§ **Action item A**:
From the Squad Leader excerpt, output the text starting at "There have been" and ending at "Strategic Simulations, Inc.".
§ **Action item B**:
According to the Squad Leader excerpt, who published the final two games in the original Close Combat series?

Excerpt provided Start Marker

Though the counters were larger, they used the factors from Squad Leader. The player input the weapons and leaders directly into the game rather than using counters as in the board game.

Like the original Squad Leader board game, German, Russian and American nationalities were represented. The computer allowed three scenarios and any combination of two forces, including a hypothetical US vs USSR 1945 scenario.

The game was released for the Apple II, Atari 800, and the TRS-80.

===Computer ASL interpretations===

There have been a number of computer game interpretations of ASL.

Close Combat by Atomic Games was originally devised as a computer game version of ASL. Atomic Games had already developed several games for Avalon Hill, however, with Avalon Hill embroiled in a financial crisis that would ultimately lead to its demise, Atomic Games took what work they had completed, severed ties with the board game franchise and completed the game's development for Microsoft. The first three Close Combat games were notable, at the time, for being among the few games published by Microsoft. The final two games in the original series were, however, published by Strategic Simulations, Inc.

Excerpt provided End Marker
Dataset extract Start Marker

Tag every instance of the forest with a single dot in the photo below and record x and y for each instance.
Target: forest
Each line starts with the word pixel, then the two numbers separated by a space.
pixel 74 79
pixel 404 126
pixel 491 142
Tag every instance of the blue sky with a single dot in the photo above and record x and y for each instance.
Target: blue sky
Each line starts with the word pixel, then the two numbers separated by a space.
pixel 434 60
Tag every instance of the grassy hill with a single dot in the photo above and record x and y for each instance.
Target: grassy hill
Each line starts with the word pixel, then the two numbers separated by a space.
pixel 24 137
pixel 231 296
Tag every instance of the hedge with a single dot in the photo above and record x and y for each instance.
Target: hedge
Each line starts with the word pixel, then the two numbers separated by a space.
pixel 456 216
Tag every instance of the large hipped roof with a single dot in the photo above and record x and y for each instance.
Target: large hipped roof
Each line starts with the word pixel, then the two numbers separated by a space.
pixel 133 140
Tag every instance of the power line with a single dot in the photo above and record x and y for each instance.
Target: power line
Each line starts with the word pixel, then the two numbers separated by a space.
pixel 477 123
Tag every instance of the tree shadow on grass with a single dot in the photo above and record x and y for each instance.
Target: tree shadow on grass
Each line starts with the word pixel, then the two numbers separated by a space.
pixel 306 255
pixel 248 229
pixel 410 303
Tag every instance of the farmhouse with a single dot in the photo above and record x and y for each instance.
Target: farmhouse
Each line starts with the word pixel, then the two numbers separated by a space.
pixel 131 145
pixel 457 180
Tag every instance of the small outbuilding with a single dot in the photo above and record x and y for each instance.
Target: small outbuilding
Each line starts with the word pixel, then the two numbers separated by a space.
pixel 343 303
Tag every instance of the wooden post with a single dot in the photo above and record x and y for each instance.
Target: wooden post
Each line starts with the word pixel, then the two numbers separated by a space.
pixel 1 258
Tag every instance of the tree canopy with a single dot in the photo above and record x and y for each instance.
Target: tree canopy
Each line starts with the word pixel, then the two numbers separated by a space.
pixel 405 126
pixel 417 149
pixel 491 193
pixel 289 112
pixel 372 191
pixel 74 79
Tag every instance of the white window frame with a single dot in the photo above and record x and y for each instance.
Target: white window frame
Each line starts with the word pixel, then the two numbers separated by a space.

Dataset extract End Marker

§ **Task output A**:
There have been a number of computer game interpretations of ASL.

Close Combat by Atomic Games was originally devised as a computer game version of ASL. Atomic Games had already developed several games for Avalon Hill, however, with Avalon Hill embroiled in a financial crisis that would ultimately lead to its demise, Atomic Games took what work they had completed, severed ties with the board game franchise and completed the game's development for Microsoft. The first three Close Combat games were notable, at the time, for being among the few games published by Microsoft. The final two games in the original series were, however, published by Strategic Simulations, Inc.

§ **Task output B**:
Strategic Simulations, Inc.